____ DONNÉES FOURNIES

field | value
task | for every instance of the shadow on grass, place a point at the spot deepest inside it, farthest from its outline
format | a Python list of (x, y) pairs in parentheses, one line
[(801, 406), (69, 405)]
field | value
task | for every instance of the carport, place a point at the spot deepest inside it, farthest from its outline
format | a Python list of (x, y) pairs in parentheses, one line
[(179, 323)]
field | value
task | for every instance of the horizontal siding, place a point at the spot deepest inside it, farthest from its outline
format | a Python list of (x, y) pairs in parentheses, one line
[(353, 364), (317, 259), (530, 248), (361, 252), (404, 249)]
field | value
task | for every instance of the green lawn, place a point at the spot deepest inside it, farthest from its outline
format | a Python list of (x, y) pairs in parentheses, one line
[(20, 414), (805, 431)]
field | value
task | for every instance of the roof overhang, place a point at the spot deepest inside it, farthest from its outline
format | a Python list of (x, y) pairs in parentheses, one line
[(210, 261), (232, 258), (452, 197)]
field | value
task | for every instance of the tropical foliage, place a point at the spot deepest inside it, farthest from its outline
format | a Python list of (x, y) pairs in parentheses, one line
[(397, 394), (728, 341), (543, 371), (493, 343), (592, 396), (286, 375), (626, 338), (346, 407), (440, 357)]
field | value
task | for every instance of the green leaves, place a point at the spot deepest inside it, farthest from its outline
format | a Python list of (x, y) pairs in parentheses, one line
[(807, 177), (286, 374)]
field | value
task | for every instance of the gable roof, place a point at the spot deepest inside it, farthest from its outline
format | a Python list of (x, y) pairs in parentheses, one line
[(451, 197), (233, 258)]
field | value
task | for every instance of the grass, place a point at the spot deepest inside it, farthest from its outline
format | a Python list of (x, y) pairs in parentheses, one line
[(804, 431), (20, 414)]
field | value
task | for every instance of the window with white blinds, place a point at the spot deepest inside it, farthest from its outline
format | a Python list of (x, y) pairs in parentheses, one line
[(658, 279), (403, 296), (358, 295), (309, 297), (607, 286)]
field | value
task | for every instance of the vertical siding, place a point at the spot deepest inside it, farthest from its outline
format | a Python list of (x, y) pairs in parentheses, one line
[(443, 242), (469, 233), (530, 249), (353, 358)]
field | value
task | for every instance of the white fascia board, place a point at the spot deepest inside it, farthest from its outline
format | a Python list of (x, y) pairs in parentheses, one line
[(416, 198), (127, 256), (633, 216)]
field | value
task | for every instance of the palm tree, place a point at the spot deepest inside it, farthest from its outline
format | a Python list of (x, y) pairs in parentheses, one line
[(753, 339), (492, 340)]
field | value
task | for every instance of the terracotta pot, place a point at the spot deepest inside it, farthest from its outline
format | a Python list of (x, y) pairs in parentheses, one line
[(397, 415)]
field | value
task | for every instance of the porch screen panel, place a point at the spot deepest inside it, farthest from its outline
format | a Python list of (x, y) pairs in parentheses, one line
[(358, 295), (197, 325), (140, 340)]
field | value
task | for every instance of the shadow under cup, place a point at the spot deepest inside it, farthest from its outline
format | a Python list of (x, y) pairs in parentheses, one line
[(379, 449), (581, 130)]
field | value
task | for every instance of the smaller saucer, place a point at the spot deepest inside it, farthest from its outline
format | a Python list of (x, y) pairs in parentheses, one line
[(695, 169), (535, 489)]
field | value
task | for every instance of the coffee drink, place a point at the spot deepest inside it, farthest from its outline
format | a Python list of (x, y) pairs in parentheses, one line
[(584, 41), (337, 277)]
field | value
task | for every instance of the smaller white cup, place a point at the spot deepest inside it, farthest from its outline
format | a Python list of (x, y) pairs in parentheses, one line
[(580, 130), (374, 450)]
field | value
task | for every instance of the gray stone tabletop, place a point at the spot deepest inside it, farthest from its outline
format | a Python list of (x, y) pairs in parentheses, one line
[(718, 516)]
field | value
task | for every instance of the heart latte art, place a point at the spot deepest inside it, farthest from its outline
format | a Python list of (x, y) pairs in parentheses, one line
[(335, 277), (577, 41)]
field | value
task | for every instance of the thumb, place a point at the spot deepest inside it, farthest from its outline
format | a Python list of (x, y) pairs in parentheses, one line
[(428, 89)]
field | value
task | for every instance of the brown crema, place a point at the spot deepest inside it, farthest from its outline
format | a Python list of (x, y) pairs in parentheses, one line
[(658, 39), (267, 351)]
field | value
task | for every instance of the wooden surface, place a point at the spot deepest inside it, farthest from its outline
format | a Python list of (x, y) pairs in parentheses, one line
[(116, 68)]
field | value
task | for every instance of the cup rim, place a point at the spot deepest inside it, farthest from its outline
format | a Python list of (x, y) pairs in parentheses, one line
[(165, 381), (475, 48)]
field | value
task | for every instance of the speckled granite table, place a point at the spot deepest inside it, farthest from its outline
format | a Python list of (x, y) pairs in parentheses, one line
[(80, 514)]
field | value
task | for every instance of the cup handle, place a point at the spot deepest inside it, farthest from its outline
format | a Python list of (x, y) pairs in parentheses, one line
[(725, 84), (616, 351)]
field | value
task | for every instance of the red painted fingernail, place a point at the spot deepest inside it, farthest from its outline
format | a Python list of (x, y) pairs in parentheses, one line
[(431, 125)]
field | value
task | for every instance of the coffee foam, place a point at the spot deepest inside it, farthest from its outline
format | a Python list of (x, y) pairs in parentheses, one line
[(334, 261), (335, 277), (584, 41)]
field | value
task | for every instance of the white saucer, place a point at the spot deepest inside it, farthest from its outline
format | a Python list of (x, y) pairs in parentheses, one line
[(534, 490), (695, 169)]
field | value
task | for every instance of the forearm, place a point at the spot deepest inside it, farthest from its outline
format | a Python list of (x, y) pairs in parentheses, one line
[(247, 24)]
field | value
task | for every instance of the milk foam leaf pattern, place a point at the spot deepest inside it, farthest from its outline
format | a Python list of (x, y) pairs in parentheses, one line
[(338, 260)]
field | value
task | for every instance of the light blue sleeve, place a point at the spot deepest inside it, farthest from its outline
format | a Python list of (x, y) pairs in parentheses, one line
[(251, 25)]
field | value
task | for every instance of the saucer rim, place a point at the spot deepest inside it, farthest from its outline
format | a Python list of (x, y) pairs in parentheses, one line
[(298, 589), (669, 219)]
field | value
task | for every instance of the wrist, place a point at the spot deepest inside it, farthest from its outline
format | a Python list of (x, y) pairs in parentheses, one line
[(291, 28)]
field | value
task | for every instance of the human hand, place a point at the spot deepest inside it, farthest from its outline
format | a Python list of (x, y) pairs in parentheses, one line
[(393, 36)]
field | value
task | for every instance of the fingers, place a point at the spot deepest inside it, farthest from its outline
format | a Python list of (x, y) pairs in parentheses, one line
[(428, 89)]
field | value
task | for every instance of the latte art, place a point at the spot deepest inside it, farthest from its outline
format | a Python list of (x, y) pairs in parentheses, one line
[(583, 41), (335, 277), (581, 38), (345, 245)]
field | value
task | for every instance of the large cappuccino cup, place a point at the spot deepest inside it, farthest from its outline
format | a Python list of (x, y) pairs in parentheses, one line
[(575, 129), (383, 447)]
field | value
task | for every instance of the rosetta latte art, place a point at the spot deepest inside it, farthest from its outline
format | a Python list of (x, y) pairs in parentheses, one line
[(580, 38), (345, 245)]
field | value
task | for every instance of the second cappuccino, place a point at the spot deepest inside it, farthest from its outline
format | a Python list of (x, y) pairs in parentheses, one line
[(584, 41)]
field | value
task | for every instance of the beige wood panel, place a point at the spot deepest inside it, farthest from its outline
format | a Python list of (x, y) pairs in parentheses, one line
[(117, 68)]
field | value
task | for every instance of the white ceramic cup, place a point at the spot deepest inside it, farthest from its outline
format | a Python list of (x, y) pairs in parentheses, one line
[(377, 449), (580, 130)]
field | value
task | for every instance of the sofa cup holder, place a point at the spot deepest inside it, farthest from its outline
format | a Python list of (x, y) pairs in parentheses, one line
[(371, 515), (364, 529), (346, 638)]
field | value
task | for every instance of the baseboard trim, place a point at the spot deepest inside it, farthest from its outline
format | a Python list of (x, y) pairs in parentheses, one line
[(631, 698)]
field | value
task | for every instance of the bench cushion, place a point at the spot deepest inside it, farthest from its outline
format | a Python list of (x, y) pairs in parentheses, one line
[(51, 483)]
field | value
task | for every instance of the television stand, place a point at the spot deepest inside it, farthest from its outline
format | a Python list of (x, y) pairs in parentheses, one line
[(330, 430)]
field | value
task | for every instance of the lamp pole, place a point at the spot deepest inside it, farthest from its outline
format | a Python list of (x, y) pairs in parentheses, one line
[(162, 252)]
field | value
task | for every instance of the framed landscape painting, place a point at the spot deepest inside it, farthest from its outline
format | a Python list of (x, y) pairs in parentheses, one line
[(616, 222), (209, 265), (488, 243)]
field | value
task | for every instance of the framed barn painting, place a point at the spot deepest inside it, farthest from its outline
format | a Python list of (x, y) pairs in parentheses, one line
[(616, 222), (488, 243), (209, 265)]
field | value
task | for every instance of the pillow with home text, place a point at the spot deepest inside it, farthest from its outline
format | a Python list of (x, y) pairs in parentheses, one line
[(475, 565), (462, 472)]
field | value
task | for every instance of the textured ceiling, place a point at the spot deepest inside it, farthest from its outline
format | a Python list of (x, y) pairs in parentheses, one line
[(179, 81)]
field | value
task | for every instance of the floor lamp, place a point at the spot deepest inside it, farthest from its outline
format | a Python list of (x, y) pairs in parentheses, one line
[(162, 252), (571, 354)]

________

▸ **À FAIRE**
Veuillez citer sans aucune modification les enregistrements, du tout premier jusqu'à la ligne qui contient "[(210, 261), (232, 258), (452, 197)]", celle-ci comprise.

▸ **BONNE RÉPONSE**
field | value
task | for every instance of the shadow on grass, place a point at the spot deepest inside it, farthest from its outline
format | a Python list of (x, y) pairs in parentheses, one line
[(801, 406), (69, 405)]
field | value
task | for every instance of the carport, place a point at the spot deepest inside it, farthest from its outline
format | a Python list of (x, y) pairs in parentheses, one line
[(179, 323)]
field | value
task | for every instance of the horizontal siding, place a point at the spot deepest inside it, farthest from its outline
format | a Python list of (x, y) pairs in parentheses, one line
[(353, 364), (317, 259), (530, 248), (361, 252), (404, 249)]
field | value
task | for every instance of the green lawn, place a point at the spot deepest inside it, farthest from its outline
format | a Python list of (x, y) pairs in parentheses, one line
[(20, 414), (805, 431)]
field | value
task | for every instance of the roof overhang, place a point at the spot deepest inside it, farthest from its outline
format | a Python list of (x, y) pairs in parentheses, one line
[(210, 261), (232, 258), (452, 197)]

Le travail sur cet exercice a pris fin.